Natural language region descriptions:

*** Begin section ***

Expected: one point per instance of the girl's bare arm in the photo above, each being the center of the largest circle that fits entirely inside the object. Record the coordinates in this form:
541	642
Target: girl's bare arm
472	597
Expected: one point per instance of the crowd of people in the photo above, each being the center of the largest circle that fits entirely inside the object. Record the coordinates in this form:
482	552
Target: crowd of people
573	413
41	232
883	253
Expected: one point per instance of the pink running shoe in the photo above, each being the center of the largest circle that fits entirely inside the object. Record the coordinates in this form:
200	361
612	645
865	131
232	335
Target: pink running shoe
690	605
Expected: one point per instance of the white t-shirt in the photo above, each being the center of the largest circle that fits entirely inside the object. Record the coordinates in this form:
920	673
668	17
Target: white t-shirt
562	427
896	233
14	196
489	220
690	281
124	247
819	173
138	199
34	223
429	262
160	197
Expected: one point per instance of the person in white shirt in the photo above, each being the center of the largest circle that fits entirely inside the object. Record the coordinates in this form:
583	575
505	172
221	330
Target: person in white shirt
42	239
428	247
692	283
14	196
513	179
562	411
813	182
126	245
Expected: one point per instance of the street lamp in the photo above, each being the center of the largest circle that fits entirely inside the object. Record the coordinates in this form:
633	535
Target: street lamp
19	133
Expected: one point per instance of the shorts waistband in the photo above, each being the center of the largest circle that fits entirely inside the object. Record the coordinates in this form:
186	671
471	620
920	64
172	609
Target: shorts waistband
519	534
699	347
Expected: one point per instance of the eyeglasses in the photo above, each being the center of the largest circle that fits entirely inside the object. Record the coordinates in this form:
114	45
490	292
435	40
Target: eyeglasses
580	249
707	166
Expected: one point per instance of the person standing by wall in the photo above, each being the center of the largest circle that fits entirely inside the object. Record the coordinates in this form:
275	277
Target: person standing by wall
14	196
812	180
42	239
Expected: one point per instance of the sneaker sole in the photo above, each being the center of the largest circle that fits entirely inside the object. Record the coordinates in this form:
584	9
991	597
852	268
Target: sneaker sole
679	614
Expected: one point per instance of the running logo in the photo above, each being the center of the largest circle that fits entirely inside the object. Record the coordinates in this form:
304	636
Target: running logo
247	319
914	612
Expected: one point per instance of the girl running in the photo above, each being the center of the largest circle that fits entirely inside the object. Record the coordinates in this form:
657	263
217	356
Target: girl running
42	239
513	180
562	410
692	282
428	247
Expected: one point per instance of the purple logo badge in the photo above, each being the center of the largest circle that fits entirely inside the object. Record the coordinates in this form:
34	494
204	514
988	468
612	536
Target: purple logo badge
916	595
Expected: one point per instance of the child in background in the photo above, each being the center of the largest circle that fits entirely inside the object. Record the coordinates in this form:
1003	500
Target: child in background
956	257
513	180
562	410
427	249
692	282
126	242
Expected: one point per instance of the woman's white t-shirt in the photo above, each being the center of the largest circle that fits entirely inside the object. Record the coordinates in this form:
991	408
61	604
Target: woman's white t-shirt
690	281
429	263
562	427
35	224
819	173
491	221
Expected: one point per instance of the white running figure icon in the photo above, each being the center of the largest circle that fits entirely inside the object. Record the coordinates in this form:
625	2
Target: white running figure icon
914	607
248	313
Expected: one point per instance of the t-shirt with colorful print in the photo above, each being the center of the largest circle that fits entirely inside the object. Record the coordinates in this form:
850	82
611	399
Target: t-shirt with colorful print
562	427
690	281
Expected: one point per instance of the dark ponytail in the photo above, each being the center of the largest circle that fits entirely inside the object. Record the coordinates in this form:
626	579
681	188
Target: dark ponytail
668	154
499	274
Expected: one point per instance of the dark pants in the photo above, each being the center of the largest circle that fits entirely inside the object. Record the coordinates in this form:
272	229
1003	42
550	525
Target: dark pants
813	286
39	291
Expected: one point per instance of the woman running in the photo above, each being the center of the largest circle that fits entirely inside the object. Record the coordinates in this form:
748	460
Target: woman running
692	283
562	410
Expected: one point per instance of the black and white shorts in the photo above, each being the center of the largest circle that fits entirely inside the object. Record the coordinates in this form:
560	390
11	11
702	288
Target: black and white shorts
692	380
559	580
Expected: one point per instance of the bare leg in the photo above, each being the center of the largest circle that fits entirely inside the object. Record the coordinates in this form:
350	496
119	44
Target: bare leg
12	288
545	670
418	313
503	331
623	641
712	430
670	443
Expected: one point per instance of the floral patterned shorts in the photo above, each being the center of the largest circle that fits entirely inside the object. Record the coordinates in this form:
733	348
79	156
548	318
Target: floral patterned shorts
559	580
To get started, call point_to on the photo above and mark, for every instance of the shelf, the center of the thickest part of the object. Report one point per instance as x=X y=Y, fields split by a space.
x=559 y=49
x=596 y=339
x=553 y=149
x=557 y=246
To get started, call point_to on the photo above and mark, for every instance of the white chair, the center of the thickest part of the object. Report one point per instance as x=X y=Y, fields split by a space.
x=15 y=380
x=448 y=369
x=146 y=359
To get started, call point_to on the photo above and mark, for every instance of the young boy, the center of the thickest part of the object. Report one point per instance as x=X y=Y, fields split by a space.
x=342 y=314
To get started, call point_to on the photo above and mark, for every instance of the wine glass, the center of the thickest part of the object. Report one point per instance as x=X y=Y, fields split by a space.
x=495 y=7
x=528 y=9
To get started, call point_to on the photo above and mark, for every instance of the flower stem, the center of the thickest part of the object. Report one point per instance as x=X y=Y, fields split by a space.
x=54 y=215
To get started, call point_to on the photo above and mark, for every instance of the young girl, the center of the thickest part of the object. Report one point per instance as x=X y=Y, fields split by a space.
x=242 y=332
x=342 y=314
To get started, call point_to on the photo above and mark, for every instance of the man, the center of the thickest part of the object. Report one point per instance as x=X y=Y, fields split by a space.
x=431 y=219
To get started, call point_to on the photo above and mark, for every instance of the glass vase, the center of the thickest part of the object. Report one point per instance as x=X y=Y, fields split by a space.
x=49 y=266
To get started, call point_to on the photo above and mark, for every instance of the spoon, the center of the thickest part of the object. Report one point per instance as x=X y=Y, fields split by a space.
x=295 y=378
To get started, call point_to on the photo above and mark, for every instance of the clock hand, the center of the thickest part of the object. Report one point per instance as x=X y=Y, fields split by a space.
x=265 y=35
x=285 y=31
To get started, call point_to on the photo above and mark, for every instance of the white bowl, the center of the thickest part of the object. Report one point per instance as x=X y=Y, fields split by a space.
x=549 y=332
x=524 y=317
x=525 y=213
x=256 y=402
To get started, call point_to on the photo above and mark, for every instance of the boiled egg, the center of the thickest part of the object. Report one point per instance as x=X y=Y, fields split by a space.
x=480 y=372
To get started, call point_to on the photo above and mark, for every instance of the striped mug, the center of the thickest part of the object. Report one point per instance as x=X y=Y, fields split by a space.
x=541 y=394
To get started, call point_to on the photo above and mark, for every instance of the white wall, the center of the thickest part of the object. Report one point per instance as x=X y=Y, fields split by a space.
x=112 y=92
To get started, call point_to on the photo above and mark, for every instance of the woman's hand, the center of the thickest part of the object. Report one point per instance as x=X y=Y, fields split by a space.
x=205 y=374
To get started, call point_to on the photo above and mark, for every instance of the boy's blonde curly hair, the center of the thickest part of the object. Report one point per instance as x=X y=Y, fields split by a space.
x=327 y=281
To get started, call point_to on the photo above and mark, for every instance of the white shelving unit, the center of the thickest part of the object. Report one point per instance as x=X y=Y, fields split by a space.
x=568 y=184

*** End section ***

§ Problem to work on:
Your task is to retype the records above exactly.

§ Result:
Expected: one point per instance of the girl's bare arm in the photo above, each being the center of the largest circle that fits entirely inside the object. Record the coordinates in this form:
541	642
Target: girl's bare arm
472	597
Expected: one point per instance of the crowd of people in the photo above, each being the center of the largest circle that fits entirely inside the object. Record the coordinates in this form:
482	552
Target: crowd of people
573	413
41	232
883	253
Expected: one point per instance of the pink running shoe in the photo above, each being the center of the largest circle that fits entirely inside the object. Record the coordinates in this form:
200	361
612	645
865	131
232	335
Target: pink running shoe
690	605
Expected: one point per instance of the white t-shirt in the photo above, each being the center of the largest circle that fits entirely inside the object. Record the coordinates in this form:
920	673
668	17
Target: white t-shirt
562	427
896	233
14	196
489	220
690	281
124	247
819	173
138	199
34	223
429	262
160	197
Expected: one point per instance of the person in white shirt in the photo above, each being the center of the largest circle that fits entirely inside the object. Record the coordinates in this form:
583	575
505	172
221	330
Target: person in white shirt
42	239
428	247
692	283
14	196
513	179
562	411
813	182
126	245
Expected: one point per instance of the street lamp in the photo above, each being the center of the largest circle that fits entirely inside the object. Record the coordinates in this form:
633	535
Target: street lamp
19	133
Expected: one point per instance of the shorts waistband in the photo above, each being the center of the largest circle that fits entirely inside the object. Record the coordinates in this form:
186	671
471	620
920	64
172	609
Target: shorts waistband
519	534
699	347
Expected: one point per instance of the eyeglasses in the photo above, each being the center of the largest circle that fits entirely inside the object. Record the coordinates in this form:
114	45
490	292
435	40
Target: eyeglasses
580	249
707	166
Expected: one point per instance of the person standing by wall in the photo above, each being the center of the largest circle that fits entirely inside the object. Record the coordinates in this form:
275	277
Target: person standing by wall
14	196
812	180
42	239
Expected: one point per instance of the sneaker sole in the photo above, each being the center of the largest circle that fits entirely inside the object. Record the coordinates in this form:
584	9
991	597
852	268
Target: sneaker sole
679	614
Expected: one point per instance of the running logo in the photo above, each being the center of the largest circle that fits entirely inside the object. Record the coordinates in this form:
304	636
Target: running logo
247	319
914	612
Expected: one point per instance of the girl running in the photo above, each being the center of the largest circle that fits entirely inside the object. Record the coordinates in this form:
657	263
217	356
Target: girl running
42	239
513	180
562	410
692	282
428	247
Expected: one point per instance of the purple logo badge in the photo above, each being the center of the largest circle that fits entirely inside the object. Record the coordinates in this form:
34	494
204	514
988	468
612	536
Target: purple logo badge
916	595
Expected: one point per instance of the child in background in the photo above, each being the center of the largest circle that fits entirely inside the object. Record the coordinates in this form:
1003	500
Target: child in background
956	257
513	180
562	410
427	249
692	282
126	242
Expected: one point per instance of the woman's white t-shirt in the photo above, each being the center of the largest circle that fits entirely inside the object. Record the coordinates in this form:
991	408
61	604
Target: woman's white t-shirt
690	281
429	263
562	427
35	224
819	173
491	221
Expected: one point per instance of the white running figure icon in the photo above, each being the center of the largest circle that fits entirely inside the object. Record the coordinates in this form:
625	2
Target: white running figure icon
914	607
248	313
Expected: one point per instance of the t-shirt with colorful print in the photo above, each being the center of the largest circle that fits entirely inside the object. Record the coordinates in this form:
850	82
611	399
Target: t-shirt with colorful print
562	427
690	281
Expected: one point per instance of the dark ponytail in the photo above, each being the center of the largest circle that fits entirely inside the object. Record the coordinates in this form:
626	579
681	188
Target: dark ponytail
668	154
499	274
Expected: one point per instance of the dark pants in the photo above, each being the center of the largest circle that fits entirely inside the object. Record the coordinates in this form:
272	229
1003	42
550	525
Target: dark pants
813	286
39	291
Expected: one point per instance of the woman running in the photo above, each being the center of the largest circle that fits entirely inside the object. Record the coordinates in this form:
748	460
Target: woman running
692	283
562	410
Expected: one point per instance of the black and white shorts in the photo above, each being the center of the largest circle that fits entirely inside the object. Record the coordinates in this form:
560	390
11	11
702	288
Target: black and white shorts
692	380
559	580
Expected: one point per instance of the bare leg in the photo above, each being the center of the largest circle that fits entirely inside the object. Record the coordinates in this form:
350	496
119	44
Target: bare leg
12	288
545	670
418	313
503	331
623	641
712	430
670	443
Expected: one point per instance of the floral patterned shorts in the photo above, each being the center of the largest circle that fits entirely inside the object. Record the coordinates in this form:
733	348
79	156
548	318
Target: floral patterned shorts
559	580
To get started, call point_to on the photo above and mark, for every instance of the shelf, the center of the thickest part of the object. Report one point per instance as x=X y=Y, fields split by a space.
x=559 y=49
x=596 y=339
x=553 y=149
x=557 y=246
To get started, call point_to on the photo above and mark, for every instance of the white chair, the center of the thickest part of the object. Report one point per instance as x=X y=Y, fields split by a space.
x=15 y=380
x=448 y=369
x=146 y=359
To get started, call point_to on the photo above and mark, for every instance of the young boy, the center of the thickest part of the object. Report one point per instance as x=X y=Y, fields split by a space.
x=342 y=314
To get started, call point_to on the photo above and mark, for every instance of the wine glass, the center of the thickest part of the object. Report one point per instance as x=X y=Y, fields split by a space.
x=495 y=7
x=528 y=9
To get started, call point_to on the photo above and mark, for every instance of the flower stem, the center of the thickest part of the object. Report one point per instance as x=X y=Y, fields split by a space.
x=54 y=215
To get started, call point_to on the photo above and mark, for every instance of the young girl, the center of the thickest part of the object. Report one point per instance as x=X y=Y, fields split by a space.
x=242 y=332
x=342 y=314
To get started, call point_to on the photo above and mark, for every instance of the man, the center of the thickest part of the object. Report one point per instance as x=X y=Y, fields split by a space.
x=431 y=219
To get started, call point_to on the photo above and mark, for every instance of the glass vase, the center of the thickest part of the object. Report one point per instance as x=X y=Y, fields split by a space.
x=49 y=266
To get started, call point_to on the photo above and mark, for every instance of the spoon, the center of the thickest part of the object. Report one point per instance as x=X y=Y, fields split by a space.
x=295 y=378
To get started, call point_to on the photo above and mark, for every instance of the clock hand, the center of the thickest part of the object. Report one point per instance as x=X y=Y, fields split by a space.
x=265 y=35
x=285 y=31
To get started, call point_to on the photo above and mark, for every instance of the white bowl, the center of the thickest part of the object. Report one point per instance as x=X y=Y, fields split by a space.
x=549 y=332
x=524 y=317
x=525 y=213
x=256 y=402
To get started, call point_to on the photo above and mark, for every instance of the boiled egg, the center of the thickest part of the object. Report one point per instance as x=X y=Y, fields split by a space.
x=480 y=372
To get started, call point_to on the photo above and mark, for every instance of the striped mug, the center of the thickest part of the object. Report one point per instance as x=X y=Y, fields split by a space.
x=541 y=394
To get started, call point_to on the photo above and mark, for every instance of the white wall, the center of the thickest part of the object. Report one point per instance as x=X y=Y, fields split by a space.
x=112 y=92
To get started, call point_to on the photo above and mark, for every instance of the woman's hand, the center of the thickest part of the object. Report one point per instance as x=X y=Y, fields split by a space.
x=205 y=374
To get started, call point_to on the photo above and mark, for every instance of the boy's blonde curly hair, the center of the thickest part of the object. Report one point per instance as x=X y=Y, fields split by a space.
x=327 y=281
To get started, call point_to on the photo above and mark, for every instance of the white shelving unit, the center of the thickest part of the object. Report one point per instance as x=X y=Y, fields split by a space.
x=568 y=184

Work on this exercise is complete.